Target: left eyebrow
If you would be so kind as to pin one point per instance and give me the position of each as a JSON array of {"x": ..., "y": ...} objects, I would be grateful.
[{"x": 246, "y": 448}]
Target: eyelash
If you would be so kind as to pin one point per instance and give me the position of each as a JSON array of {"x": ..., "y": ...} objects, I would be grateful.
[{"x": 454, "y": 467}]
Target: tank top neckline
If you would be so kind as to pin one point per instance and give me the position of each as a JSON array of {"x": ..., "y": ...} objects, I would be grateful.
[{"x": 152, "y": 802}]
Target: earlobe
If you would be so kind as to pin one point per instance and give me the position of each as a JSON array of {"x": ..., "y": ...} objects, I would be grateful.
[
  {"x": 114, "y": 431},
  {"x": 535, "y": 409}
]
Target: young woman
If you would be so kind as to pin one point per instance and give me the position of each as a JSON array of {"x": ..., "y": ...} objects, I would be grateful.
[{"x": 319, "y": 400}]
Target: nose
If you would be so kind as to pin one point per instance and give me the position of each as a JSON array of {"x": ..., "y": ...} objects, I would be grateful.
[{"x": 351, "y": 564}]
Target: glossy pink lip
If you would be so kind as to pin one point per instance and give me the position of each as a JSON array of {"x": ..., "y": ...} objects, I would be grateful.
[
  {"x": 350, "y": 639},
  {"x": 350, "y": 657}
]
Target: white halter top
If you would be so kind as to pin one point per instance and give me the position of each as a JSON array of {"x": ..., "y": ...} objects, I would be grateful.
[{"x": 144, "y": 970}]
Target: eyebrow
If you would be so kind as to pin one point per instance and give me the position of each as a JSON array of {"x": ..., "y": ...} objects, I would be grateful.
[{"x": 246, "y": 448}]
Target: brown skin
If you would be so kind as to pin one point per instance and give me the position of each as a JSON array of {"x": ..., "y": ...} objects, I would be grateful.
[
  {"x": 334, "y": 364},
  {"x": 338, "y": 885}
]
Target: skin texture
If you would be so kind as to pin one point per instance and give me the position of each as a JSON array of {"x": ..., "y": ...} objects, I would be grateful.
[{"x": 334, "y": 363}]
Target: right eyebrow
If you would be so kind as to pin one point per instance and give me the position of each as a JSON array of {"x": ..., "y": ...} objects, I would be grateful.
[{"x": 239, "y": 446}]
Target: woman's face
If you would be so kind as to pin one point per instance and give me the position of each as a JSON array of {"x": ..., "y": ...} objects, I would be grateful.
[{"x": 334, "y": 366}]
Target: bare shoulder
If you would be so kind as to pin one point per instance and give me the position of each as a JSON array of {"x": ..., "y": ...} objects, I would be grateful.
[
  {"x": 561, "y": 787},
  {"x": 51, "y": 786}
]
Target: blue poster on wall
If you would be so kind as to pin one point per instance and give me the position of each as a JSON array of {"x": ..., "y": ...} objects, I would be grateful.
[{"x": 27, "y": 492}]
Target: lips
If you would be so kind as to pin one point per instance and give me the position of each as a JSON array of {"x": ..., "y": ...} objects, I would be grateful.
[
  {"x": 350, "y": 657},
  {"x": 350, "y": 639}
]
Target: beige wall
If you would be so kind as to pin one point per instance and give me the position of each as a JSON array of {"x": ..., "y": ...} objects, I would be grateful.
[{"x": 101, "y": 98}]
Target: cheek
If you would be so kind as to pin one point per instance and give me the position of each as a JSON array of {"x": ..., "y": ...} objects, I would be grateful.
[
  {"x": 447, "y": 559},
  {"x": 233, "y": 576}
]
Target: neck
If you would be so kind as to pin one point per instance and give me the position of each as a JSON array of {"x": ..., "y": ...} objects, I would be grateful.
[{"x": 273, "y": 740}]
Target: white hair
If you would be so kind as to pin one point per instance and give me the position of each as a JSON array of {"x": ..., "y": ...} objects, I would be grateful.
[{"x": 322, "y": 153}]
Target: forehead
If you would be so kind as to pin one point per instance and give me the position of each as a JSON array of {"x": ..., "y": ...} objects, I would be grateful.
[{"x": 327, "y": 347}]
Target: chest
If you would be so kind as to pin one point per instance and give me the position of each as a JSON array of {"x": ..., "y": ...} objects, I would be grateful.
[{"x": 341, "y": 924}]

****************

§ **Work required**:
Reproduce all of the material above word for word, keeping every line and character unchanged.

§ **Task solution**:
Target: left eyebrow
If you would be so kind as to pin one point per instance and give me the position of each as a JSON array of {"x": ..., "y": ...} objects, I would be grateful.
[{"x": 246, "y": 448}]
Target: eyelash
If you would be so kind as to pin one point per instance and give me the position of each as a JSON array of {"x": ..., "y": ...} objects, I would be grateful.
[{"x": 454, "y": 467}]
Target: tank top neckline
If you would be so kind as to pin one point per instance and give me the position of each as a JSON array of {"x": ..., "y": ...} objects, I would be grateful.
[{"x": 152, "y": 802}]
Target: earlobe
If you would be so kind as to pin one point per instance and give me the position of each as a JSON array of {"x": ..., "y": ...} objects, I would be grateful.
[
  {"x": 114, "y": 431},
  {"x": 535, "y": 409}
]
Target: young woman
If you would be so kind as to pin one point per instance and give me the position of each as a JSON array of {"x": ..., "y": ...} objects, I would be grateful.
[{"x": 319, "y": 400}]
Target: nose
If you would be so kind as to pin one point per instance and give me the position of each as a JSON array of {"x": ..., "y": ...} objects, I would be grateful.
[{"x": 351, "y": 564}]
Target: glossy pink lip
If you would be so kind as to pin one point per instance and give me the position of each as a JSON array of {"x": ..., "y": ...} objects, I would be grateful.
[
  {"x": 350, "y": 639},
  {"x": 350, "y": 657}
]
Target: white halter top
If you would be so kind as to pin one point per instance and give me the position of each as a JSON array of {"x": ..., "y": ...} objects, I would be grateful.
[{"x": 144, "y": 970}]
Target: eyebrow
If you would be so kind as to pin one point per instance and give me the position of each as a JSON array of {"x": ..., "y": ...} objects, I would be grateful.
[{"x": 246, "y": 448}]
Target: brown skin
If you would be so kind as to pin one point per instance and give me the position of each as a JSON array of {"x": ..., "y": ...} objects, I would be grateful.
[
  {"x": 334, "y": 364},
  {"x": 338, "y": 885}
]
Target: skin texture
If you would be so kind as to pin one point per instance and give me the position of each as a JSON array of {"x": ..., "y": ...} objects, I would be grateful.
[{"x": 334, "y": 363}]
Target: right eyebrow
If you would be so kind as to pin one point per instance and give me the position of each as a JSON array of {"x": ..., "y": ...} objects, I would be grateful.
[{"x": 239, "y": 446}]
Target: woman's face
If you would be so kind as to pin one point per instance and give me the position of each as a JSON array of {"x": ..., "y": ...} objects, I would be grateful.
[{"x": 334, "y": 366}]
Target: bare shoulder
If you would be so kind as to pin one point per instance and give me the position of each as a JSON array of {"x": ..., "y": ...} objects, I would be grateful.
[
  {"x": 561, "y": 787},
  {"x": 51, "y": 786}
]
Target: blue poster on wall
If you would be so kind as to pin one point per instance and give me the position of each as a JSON array of {"x": ..., "y": ...} objects, I would be grateful.
[{"x": 27, "y": 492}]
Target: lips
If you would be so kind as to pin one point per instance and give me the position of each as a JSON array of {"x": ..., "y": ...} objects, I would be grateful.
[
  {"x": 350, "y": 657},
  {"x": 350, "y": 639}
]
Target: beige wall
If you would be so kind as to pin one point per instance and give me the position of each as a JSON array of {"x": ..., "y": ...} objects, I would be grateful.
[{"x": 101, "y": 98}]
Target: cheek
If you would be so kind as to pin one point per instance and give me the position of each as a JSON array of {"x": ..., "y": ...} objects, I would be grateful.
[
  {"x": 447, "y": 559},
  {"x": 233, "y": 576}
]
Target: neck
If you would be so kind as to pin one point per instance and give me the position of each as a JSON array of {"x": ..., "y": ...} objects, I would be grateful.
[{"x": 273, "y": 740}]
Target: white hair
If you would be so kind as to pin one point per instance and give me the position of each as a JSON array of {"x": ..., "y": ...} objects, I would be grateful.
[{"x": 322, "y": 153}]
Target: forehead
If you would be so kind as to pin one point per instance and give me the position of each as a JSON array of {"x": ..., "y": ...} objects, I would be grateful.
[{"x": 327, "y": 347}]
Target: chest
If you would be so kind as to pin one point per instance and give me the position of each as a JSON array of {"x": ..., "y": ...} objects, I would be grateful.
[{"x": 341, "y": 924}]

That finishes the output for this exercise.